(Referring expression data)
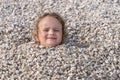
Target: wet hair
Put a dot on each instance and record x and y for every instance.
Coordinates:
(55, 15)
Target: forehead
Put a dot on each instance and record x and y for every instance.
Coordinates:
(49, 21)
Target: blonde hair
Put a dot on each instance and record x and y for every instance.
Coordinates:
(55, 15)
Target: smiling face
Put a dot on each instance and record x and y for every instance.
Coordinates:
(50, 31)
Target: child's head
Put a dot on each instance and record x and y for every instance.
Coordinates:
(49, 30)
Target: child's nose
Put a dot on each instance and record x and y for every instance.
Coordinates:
(51, 32)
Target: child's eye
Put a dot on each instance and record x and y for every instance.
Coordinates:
(46, 30)
(56, 30)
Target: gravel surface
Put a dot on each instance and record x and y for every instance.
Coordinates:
(91, 50)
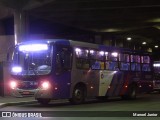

• _The problem_
Copy out the entries verbatim, but skip every picture.

• _Final answer_
Target: wet hair
Put a dot on each instance and record x and y for every instance.
Coordinates:
(55, 15)
Target: forehead
Put a dot on each instance and record x and y for every instance.
Coordinates:
(49, 21)
Target: blonde hair
Put a dot on each instance and record x and y for every instance.
Coordinates:
(55, 15)
Target: smiling face
Put a dot on each instance and record x and y for every instance.
Coordinates:
(50, 31)
Target: child's head
Put a dot on each instance and record x and y for every instance.
Coordinates:
(49, 30)
Target: child's nose
Put a dot on each instance and record x and y for every instance.
Coordinates:
(51, 32)
Target: child's eye
Put a dot on each instance and record x and y for every instance.
Coordinates:
(46, 30)
(56, 30)
Target: gravel surface
Put a dot on each instance and record x and y for every instance.
Coordinates:
(91, 50)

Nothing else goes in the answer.